Stored dataset items:
<<<<

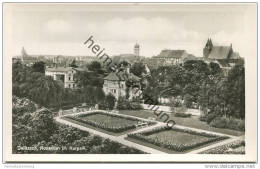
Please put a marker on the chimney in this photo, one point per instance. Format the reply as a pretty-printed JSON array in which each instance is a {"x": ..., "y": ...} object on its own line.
[{"x": 127, "y": 70}]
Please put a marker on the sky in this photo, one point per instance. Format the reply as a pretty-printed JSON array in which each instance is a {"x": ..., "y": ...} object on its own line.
[{"x": 62, "y": 29}]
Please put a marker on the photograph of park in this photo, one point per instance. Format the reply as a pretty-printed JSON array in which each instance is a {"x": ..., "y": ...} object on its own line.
[{"x": 129, "y": 79}]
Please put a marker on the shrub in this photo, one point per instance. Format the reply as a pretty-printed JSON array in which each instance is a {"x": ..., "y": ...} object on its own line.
[
  {"x": 107, "y": 127},
  {"x": 210, "y": 117},
  {"x": 227, "y": 148},
  {"x": 218, "y": 122},
  {"x": 175, "y": 147},
  {"x": 230, "y": 123},
  {"x": 182, "y": 115},
  {"x": 235, "y": 124},
  {"x": 136, "y": 106},
  {"x": 126, "y": 105}
]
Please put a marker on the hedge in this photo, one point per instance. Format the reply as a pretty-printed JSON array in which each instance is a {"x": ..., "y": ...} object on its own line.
[
  {"x": 104, "y": 126},
  {"x": 175, "y": 147},
  {"x": 182, "y": 115},
  {"x": 225, "y": 149}
]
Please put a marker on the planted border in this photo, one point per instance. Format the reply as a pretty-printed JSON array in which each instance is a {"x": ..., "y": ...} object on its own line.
[
  {"x": 225, "y": 149},
  {"x": 175, "y": 147},
  {"x": 107, "y": 127}
]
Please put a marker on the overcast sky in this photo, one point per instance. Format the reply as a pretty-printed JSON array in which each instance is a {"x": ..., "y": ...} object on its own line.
[{"x": 63, "y": 28}]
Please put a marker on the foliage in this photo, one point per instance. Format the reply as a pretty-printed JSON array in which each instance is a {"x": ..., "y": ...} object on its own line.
[
  {"x": 73, "y": 64},
  {"x": 138, "y": 69},
  {"x": 185, "y": 115},
  {"x": 124, "y": 104},
  {"x": 110, "y": 101},
  {"x": 171, "y": 146},
  {"x": 38, "y": 67},
  {"x": 227, "y": 148},
  {"x": 230, "y": 123},
  {"x": 107, "y": 126},
  {"x": 36, "y": 86},
  {"x": 37, "y": 129}
]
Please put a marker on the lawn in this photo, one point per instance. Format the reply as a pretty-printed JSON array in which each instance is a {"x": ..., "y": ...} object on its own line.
[
  {"x": 193, "y": 121},
  {"x": 109, "y": 123},
  {"x": 174, "y": 139},
  {"x": 110, "y": 120},
  {"x": 236, "y": 147}
]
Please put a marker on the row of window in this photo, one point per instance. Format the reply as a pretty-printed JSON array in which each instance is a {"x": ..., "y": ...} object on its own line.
[{"x": 72, "y": 85}]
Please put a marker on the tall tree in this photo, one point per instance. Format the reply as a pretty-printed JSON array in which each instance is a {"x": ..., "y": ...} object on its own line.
[{"x": 38, "y": 67}]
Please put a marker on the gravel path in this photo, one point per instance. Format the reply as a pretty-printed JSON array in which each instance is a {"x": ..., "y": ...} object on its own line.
[{"x": 121, "y": 139}]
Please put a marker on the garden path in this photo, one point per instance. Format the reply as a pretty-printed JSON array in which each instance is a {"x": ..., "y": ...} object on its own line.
[{"x": 119, "y": 139}]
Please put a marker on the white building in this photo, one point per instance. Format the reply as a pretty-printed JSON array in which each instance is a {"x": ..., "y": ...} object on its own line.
[
  {"x": 64, "y": 74},
  {"x": 115, "y": 84}
]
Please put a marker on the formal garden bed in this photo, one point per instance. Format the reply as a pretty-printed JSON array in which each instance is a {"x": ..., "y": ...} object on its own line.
[
  {"x": 175, "y": 139},
  {"x": 236, "y": 147},
  {"x": 109, "y": 122}
]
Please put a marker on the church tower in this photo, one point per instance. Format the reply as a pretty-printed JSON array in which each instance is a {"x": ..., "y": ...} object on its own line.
[
  {"x": 137, "y": 49},
  {"x": 207, "y": 49}
]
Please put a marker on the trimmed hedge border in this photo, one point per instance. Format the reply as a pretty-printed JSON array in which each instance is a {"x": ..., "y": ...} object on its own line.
[
  {"x": 107, "y": 127},
  {"x": 184, "y": 115},
  {"x": 224, "y": 149},
  {"x": 175, "y": 147}
]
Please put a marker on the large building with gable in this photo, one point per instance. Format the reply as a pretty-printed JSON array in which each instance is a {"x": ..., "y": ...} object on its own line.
[
  {"x": 225, "y": 56},
  {"x": 122, "y": 84},
  {"x": 64, "y": 74}
]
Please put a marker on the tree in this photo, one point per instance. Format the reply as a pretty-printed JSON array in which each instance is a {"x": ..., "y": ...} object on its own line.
[
  {"x": 214, "y": 68},
  {"x": 94, "y": 66},
  {"x": 38, "y": 67},
  {"x": 73, "y": 64},
  {"x": 138, "y": 68},
  {"x": 110, "y": 101}
]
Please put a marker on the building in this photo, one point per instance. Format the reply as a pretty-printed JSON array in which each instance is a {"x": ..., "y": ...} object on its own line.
[
  {"x": 225, "y": 56},
  {"x": 64, "y": 74},
  {"x": 122, "y": 84},
  {"x": 137, "y": 49},
  {"x": 169, "y": 57}
]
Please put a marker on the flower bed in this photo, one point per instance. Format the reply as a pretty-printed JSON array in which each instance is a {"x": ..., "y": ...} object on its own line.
[
  {"x": 236, "y": 147},
  {"x": 184, "y": 115},
  {"x": 206, "y": 138},
  {"x": 109, "y": 122}
]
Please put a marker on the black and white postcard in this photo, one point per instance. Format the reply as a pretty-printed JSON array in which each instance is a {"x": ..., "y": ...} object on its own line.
[{"x": 130, "y": 82}]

>>>>

- Instructions to follow: Retype the listing exactly. Pictures do not belong in the copy.

- Problem solution:
Please put a marker on the chimney in this photo, one point per instance. Format the reply as a pretty-printed JSON array in which each instance is a {"x": ..., "y": ...} object on its own line.
[{"x": 127, "y": 70}]
Please put a marker on the sky in this photo, one point per instance. Format the reply as a pretty-printed JSON array in which each instance is a {"x": ..., "y": ...} object on its own line.
[{"x": 62, "y": 29}]
Please put a marker on the photograph of park in this photo, one point per instance. Format the reply as a pretty-printed JSON array in which each instance is a {"x": ..., "y": ...} object on its own line.
[{"x": 129, "y": 79}]
Please put a marker on the shrub in this photo, one point per instance. Format the reply as a pretty-printed JSON array in which each instance is a {"x": ..., "y": ...} object on its own line.
[
  {"x": 107, "y": 127},
  {"x": 210, "y": 117},
  {"x": 227, "y": 148},
  {"x": 218, "y": 122},
  {"x": 175, "y": 147},
  {"x": 230, "y": 123},
  {"x": 182, "y": 115},
  {"x": 235, "y": 124},
  {"x": 136, "y": 106},
  {"x": 126, "y": 105}
]
Please put a marker on the hedge in this photo, one point per instance. Format the reply as a pretty-printed JSON array in which each instance is a {"x": ..., "y": ...} object on its own line.
[
  {"x": 104, "y": 126},
  {"x": 175, "y": 147},
  {"x": 182, "y": 115},
  {"x": 225, "y": 149}
]
Please put a marker on the planted border in this photo, one point per instance. Format the reply as a pretty-printed JSON array in which each instance is a {"x": ..., "y": ...} object on its own line.
[
  {"x": 225, "y": 149},
  {"x": 175, "y": 147},
  {"x": 107, "y": 127}
]
Please put a marker on the overcast sky in this photo, one point per instance. Format the reply as a pretty-printed JSON array in which each instance is a {"x": ..., "y": ...} object on its own line.
[{"x": 63, "y": 28}]
Please put a marker on the foliage in this photo, one point per instance. Format the reply as a pretty-printed JSON array in which each instance is a {"x": ..., "y": ...} object on its own line.
[
  {"x": 73, "y": 64},
  {"x": 138, "y": 69},
  {"x": 185, "y": 115},
  {"x": 124, "y": 104},
  {"x": 110, "y": 101},
  {"x": 171, "y": 146},
  {"x": 38, "y": 67},
  {"x": 227, "y": 148},
  {"x": 230, "y": 123},
  {"x": 107, "y": 126},
  {"x": 36, "y": 86},
  {"x": 37, "y": 129}
]
Please put a marker on the lawn in this photo, one point per instance. Format the reply as a pretty-printed JSON array in which each instance is a {"x": ..., "y": ...} object on its own line.
[
  {"x": 193, "y": 121},
  {"x": 109, "y": 123},
  {"x": 174, "y": 139},
  {"x": 110, "y": 120},
  {"x": 236, "y": 147}
]
Please put a marker on the row of window in this photo, one point per instance. Format the reply as a pretty-printed JSON array in which each instance is a {"x": ..., "y": ...} object on its own line.
[{"x": 72, "y": 85}]
Please put a marker on the tall tree in this photo, one point per instance. Format the reply as a pretty-printed JSON array in which each instance is a {"x": ..., "y": ...} object on its own line.
[{"x": 38, "y": 67}]
Please put a marker on the gravel path in this photo, one point per instance. Format the reply as a pretty-printed JSON array in which each instance is a {"x": ..., "y": ...} object on its own line.
[{"x": 121, "y": 139}]
Please put a marker on the garden path in this photo, one point per instance. Format the reply as a pretty-printed JSON array in which each instance is a {"x": ..., "y": ...} object on its own line.
[{"x": 119, "y": 139}]
Please put a marker on the white building in this photo, one point per instance. Format the reply as a pretty-printed JSON array in which each instance is a {"x": ..., "y": ...} object on its own line.
[
  {"x": 64, "y": 74},
  {"x": 115, "y": 84}
]
Please put a marker on the formal garden bed in this photo, one point per instance. Format the reply as a pretty-printed JSON array in which each instance is a {"x": ..., "y": ...} object on its own line.
[
  {"x": 175, "y": 139},
  {"x": 236, "y": 147},
  {"x": 109, "y": 122}
]
Please put a marker on the church tower in this photo, one point per instance. Format the reply as a pretty-printed JSON array in which each instance is a {"x": ..., "y": ...} object on its own line.
[
  {"x": 137, "y": 49},
  {"x": 207, "y": 49}
]
Please put a marker on the trimmed hedge border in this photo, one point per instance. Format the reply as a pretty-printed JSON array in which each instance is a {"x": ..., "y": ...} object on its own line.
[
  {"x": 107, "y": 127},
  {"x": 184, "y": 115},
  {"x": 224, "y": 149},
  {"x": 175, "y": 147}
]
Please put a marker on the large building with gable in this photo, one point per instance. Format the reply as a pretty-printed JSON array in which each instance is a {"x": ..., "y": ...} object on its own line.
[
  {"x": 225, "y": 56},
  {"x": 122, "y": 84},
  {"x": 64, "y": 74}
]
Please put a marker on the tree in this photo, one point per instance. Format the reply as a pretty-printed JSON array in which each instance is a {"x": ..., "y": ...} object on its own line.
[
  {"x": 214, "y": 68},
  {"x": 94, "y": 66},
  {"x": 38, "y": 67},
  {"x": 73, "y": 64},
  {"x": 138, "y": 68},
  {"x": 110, "y": 101}
]
Please put a marker on the building in this photo, one point per instance. Format the reply as a pretty-printed JSON array in which each instance is a {"x": ..., "y": ...} object on its own line.
[
  {"x": 225, "y": 56},
  {"x": 64, "y": 74},
  {"x": 122, "y": 84},
  {"x": 137, "y": 49},
  {"x": 169, "y": 57}
]
Please put a marker on the flower bed in this photo, one point per instance. Format the reply as a pretty-printed JSON array in which each instance is a {"x": ..., "y": ...} object on its own line.
[
  {"x": 236, "y": 147},
  {"x": 184, "y": 115},
  {"x": 206, "y": 138},
  {"x": 109, "y": 122}
]
Please put a marker on the black and white postcard in this photo, one point per instance. Format the reply as a pretty-printed JSON array in which each instance is a {"x": ..., "y": ...} object on its own line.
[{"x": 130, "y": 82}]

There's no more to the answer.